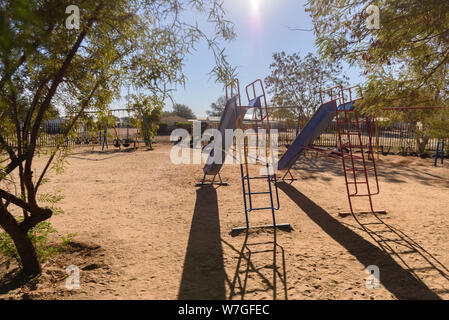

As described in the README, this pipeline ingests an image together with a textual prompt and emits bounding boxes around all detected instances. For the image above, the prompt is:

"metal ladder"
[335,87,386,216]
[232,80,290,232]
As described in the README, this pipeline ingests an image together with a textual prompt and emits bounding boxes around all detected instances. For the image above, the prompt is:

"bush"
[157,122,169,135]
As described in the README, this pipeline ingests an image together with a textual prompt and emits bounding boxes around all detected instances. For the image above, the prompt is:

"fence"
[209,121,449,154]
[4,121,449,154]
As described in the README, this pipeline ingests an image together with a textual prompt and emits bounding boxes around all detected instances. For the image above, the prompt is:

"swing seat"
[123,139,131,148]
[114,139,122,148]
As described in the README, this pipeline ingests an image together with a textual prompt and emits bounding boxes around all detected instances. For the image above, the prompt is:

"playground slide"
[203,97,237,176]
[278,101,354,170]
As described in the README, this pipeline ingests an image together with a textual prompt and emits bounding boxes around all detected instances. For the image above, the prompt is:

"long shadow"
[223,229,288,300]
[279,183,441,300]
[178,186,226,300]
[348,213,449,293]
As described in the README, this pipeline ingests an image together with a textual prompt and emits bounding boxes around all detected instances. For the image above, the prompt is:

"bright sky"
[116,0,360,117]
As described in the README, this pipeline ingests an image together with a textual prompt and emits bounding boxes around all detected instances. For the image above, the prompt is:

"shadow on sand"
[178,185,226,300]
[279,183,441,300]
[226,229,288,300]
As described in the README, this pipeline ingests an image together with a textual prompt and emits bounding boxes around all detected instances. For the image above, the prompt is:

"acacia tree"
[206,96,226,117]
[265,52,347,116]
[307,0,449,153]
[0,0,234,275]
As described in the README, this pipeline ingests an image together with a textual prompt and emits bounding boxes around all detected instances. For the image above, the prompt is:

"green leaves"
[265,52,348,117]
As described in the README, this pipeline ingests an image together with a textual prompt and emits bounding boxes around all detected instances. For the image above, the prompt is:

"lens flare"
[251,0,261,14]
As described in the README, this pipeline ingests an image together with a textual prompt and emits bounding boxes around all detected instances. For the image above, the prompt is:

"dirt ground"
[0,143,449,300]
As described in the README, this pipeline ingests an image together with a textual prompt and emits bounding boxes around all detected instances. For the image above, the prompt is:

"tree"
[171,103,196,119]
[307,0,449,153]
[0,0,235,275]
[129,94,164,140]
[265,52,347,115]
[206,96,226,117]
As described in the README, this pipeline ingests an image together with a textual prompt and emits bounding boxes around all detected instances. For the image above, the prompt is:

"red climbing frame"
[320,86,386,216]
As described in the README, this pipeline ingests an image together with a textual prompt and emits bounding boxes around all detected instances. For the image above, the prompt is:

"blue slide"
[203,97,238,176]
[203,97,261,176]
[278,101,354,170]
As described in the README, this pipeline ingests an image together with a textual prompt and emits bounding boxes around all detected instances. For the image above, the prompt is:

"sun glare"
[250,0,261,14]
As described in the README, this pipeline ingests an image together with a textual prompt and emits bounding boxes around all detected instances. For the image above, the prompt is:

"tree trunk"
[0,207,42,276]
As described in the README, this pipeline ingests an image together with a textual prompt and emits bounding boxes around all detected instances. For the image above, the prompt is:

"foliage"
[0,0,235,275]
[206,96,226,117]
[129,94,164,139]
[307,0,449,152]
[0,190,76,269]
[265,52,347,117]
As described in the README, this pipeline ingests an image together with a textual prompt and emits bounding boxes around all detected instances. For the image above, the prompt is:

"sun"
[250,0,262,14]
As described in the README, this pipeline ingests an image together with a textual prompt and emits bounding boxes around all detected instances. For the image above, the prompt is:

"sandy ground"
[0,143,449,300]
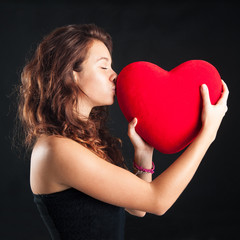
****************
Reproduce every line of the listing above verbatim, omitting the pictures.

As described in the README, this pipeline ingests an image together with a textual prompt and emits bounding boxes around all detected instances. For the image above, the prompt is:

"metal ladder"
[335,87,386,216]
[232,80,290,232]
As described in the README, this pipeline ingests an image together with a textual prompt and emits bounding boxes around all detected instances. For the image above, the prompt is:

"bush"
[157,122,169,135]
As described in the README, this pipeline ingests an image together with a textual prompt and emits bounding boxes around all detected instances. For the image above, the prompt is:

"fence"
[209,121,449,154]
[4,121,449,154]
As described in the README, this pipeline ingests an image together with a textual prompt and emits bounding boxes around all detected instances. For the image above, the prompt is:

"swing seat"
[123,139,131,148]
[114,139,122,148]
As described in the README, this pipeline ingests an image together with a textual prompt and emits bounding boxes around all detected instances. For the image above, the prompt is:

"playground slide"
[203,97,237,176]
[278,101,354,170]
As described in the README, this pipeline ingests an image together with a textual prompt and emits bounding boxes around all detected instances. For the image above, the prompt is:

"long shadow"
[223,229,288,300]
[279,183,441,300]
[178,186,226,300]
[348,213,449,293]
As described in the README, this pipeline ingests an image together with a textual prompt and emits bounding boxes around all detected instances. For the image above, the prompt is:

"bright sky"
[116,0,360,117]
As described in the README, this pipeline ingests an image together with a textual prompt and emits bounding boxes around all detected instances. For the image above, the prompt is:

"shadow on sand"
[178,185,226,300]
[279,183,441,300]
[226,229,288,300]
As described in the README, this pipeline ingests an image together with a textual prompt and emits bounding boxes around all detected instances. For the image above, the prompt is:

"acacia tree"
[206,96,226,117]
[265,52,347,116]
[307,0,449,153]
[0,0,234,275]
As described in the README, this pipeline ingests an image together with a textual prompt and emits bounding boxes around all detected instances. For the image above, the prompt is:

"green leaves"
[265,52,348,117]
As described in the README, this pipeline ingests an image together with a textual prompt and emits bounding boxes around all detected instances. For the image above, the prompt is:

"lens flare"
[251,0,261,14]
As described in the README, this pipeline ingests an image together with a textual prompt and emits bounding boxes around all detected instances. For the image above, the prompt is:

"dirt ground"
[0,143,449,300]
As described in the README, this pipeline ingests an image together with a textual prompt and emits bounding boxes around all detected instances. For the image above, the prompt is:

"tree"
[171,103,196,119]
[307,0,449,153]
[0,0,235,275]
[129,94,164,140]
[265,52,347,115]
[206,96,226,117]
As described in the README, this pipeline ingests an image together with a textual prompt and emits bounding boxes around all detected instances. For the image above, the prompt is:

"red climbing frame"
[320,86,386,216]
As described in the README, this pipeline ingests an image together with a textual prompt and emits bounding boxes around all detected instances. For the image above, the prompt is:

"blue slide"
[203,97,238,176]
[203,97,261,176]
[278,101,354,170]
As described in the README, this pipeline ingests an image together with a textual prompt and emits bounding boxes around all detected instances. For the image above, the prompt is:

"sun glare"
[250,0,261,14]
As described in the README, this pipeline ingests an image together with a textual prompt and emits bounding boxes around all detected instances. For the image above, the prompt is:

"tree trunk"
[0,207,42,276]
As described in the README, this pipeline ingests an image together with a textual prompt and emits bounding boxes around all detected instances. For the image above, the prompt is:

"foliage"
[0,0,235,275]
[206,96,226,117]
[129,94,164,139]
[307,0,449,152]
[0,190,76,269]
[265,52,347,117]
As described in the README, this pipeline ingests an image together with a textual prompt and emits bounding boxes around all detected instances. For the image above, the prompt is:

"sun"
[250,0,262,14]
As described in the README, this pipeline ingests an image together with a textual prompt and emits bounding boxes around all detected instances. For the image above, the prompt is:

"sandy ground"
[0,143,449,300]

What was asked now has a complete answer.